--- Start of RECORDS FOR THE EXERCISE ---

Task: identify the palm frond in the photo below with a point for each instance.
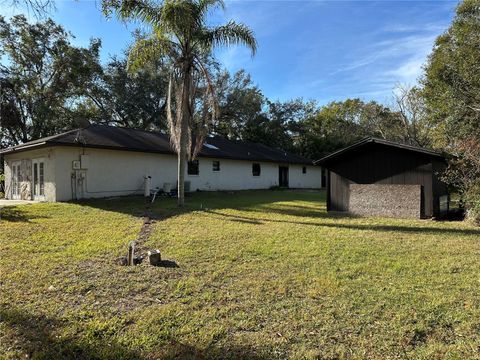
(231, 34)
(143, 10)
(147, 51)
(205, 6)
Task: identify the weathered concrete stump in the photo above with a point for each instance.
(131, 253)
(155, 257)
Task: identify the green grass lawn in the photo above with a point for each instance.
(262, 274)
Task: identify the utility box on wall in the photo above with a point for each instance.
(84, 161)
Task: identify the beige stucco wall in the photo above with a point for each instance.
(48, 154)
(116, 173)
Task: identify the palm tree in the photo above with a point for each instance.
(179, 33)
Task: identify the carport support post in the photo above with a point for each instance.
(131, 251)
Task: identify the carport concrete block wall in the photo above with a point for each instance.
(400, 201)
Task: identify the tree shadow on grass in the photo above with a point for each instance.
(165, 207)
(36, 337)
(17, 214)
(353, 226)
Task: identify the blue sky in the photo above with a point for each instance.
(322, 50)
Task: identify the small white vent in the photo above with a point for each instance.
(210, 146)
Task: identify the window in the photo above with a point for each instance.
(192, 168)
(256, 169)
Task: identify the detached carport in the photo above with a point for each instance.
(375, 177)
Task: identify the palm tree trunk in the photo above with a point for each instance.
(185, 119)
(182, 159)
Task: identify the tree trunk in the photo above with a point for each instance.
(182, 159)
(185, 119)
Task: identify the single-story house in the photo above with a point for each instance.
(103, 161)
(375, 177)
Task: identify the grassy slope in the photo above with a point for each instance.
(261, 275)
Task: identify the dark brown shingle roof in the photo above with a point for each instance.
(118, 138)
(336, 155)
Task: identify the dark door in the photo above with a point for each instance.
(283, 176)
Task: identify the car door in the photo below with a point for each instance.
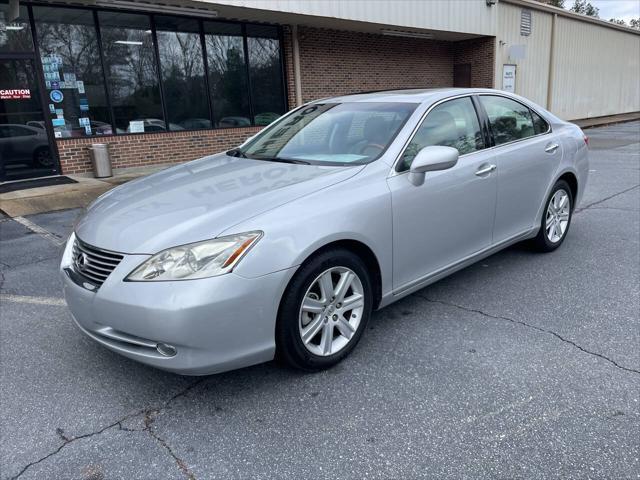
(450, 216)
(527, 155)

--- End of RECORDS FOR THE EXERCISE ---

EXERCISE DESCRIPTION: Please turn all the records above into a JSON list of strings with one string per line, skipping blank lines and leaving out the pictures.

ANSWER TO THE TASK:
[
  "Task: identify the palm frond in the photo below with a point for each instance.",
  "(231, 34)",
  "(143, 10)",
  "(147, 51)",
  "(205, 6)",
  "Task: identify the weathered concrete stump in the photo above with a point for each instance.",
  "(131, 253)",
  "(155, 257)",
  "Task: identify the green grass lawn in the photo above with a point for each instance.",
  "(262, 274)",
  "Task: identify the utility box on wall in the photo above with a point for each instance.",
  "(84, 161)",
  "Task: identify the beige stucco wall in the photo above with a point for each instance.",
  "(48, 154)",
  "(116, 173)",
  "Task: identify the palm tree in the photo above with a point for each instance.",
  "(179, 33)",
  "Task: identify the carport support post in the photo above with a point for each instance.",
  "(131, 251)",
  "Task: identify the carport concrete block wall in the photo above with a point for each instance.",
  "(400, 201)",
  "Task: identify the tree shadow on grass in the photo above with a point for each instance.",
  "(165, 207)",
  "(36, 337)",
  "(17, 214)",
  "(353, 226)",
  "Task: identify the blue sky in the photo above with a point for each instance.",
  "(322, 50)",
  "Task: identify the small white vent in the photo above with a point for each instance.",
  "(210, 146)",
  "Task: identify the window in the photo above with a point for each instance.",
  "(192, 168)",
  "(256, 169)",
  "Task: identify the detached carport in the photo above with a point for each instance.",
  "(375, 177)",
  "Task: identify the palm tree trunk in the photo above with a point for each instance.",
  "(185, 119)",
  "(182, 159)",
  "Task: identify the tree trunk in the photo above with a point for each instance.",
  "(182, 159)",
  "(185, 119)",
  "Task: identify the single-story house in the photo above with a point for each instance.",
  "(103, 161)",
  "(375, 177)",
  "Task: identify the grassy slope in the photo above with a point for each instance.",
  "(261, 275)",
  "Task: identify the dark brown shingle roof in the photo above with a point for each instance.",
  "(118, 138)",
  "(336, 155)",
  "Task: identify the dark door in the photo above with a point for each instance.",
  "(283, 176)",
  "Task: identify the car door in the photo below with a point for each instance.",
  "(450, 216)",
  "(527, 155)"
]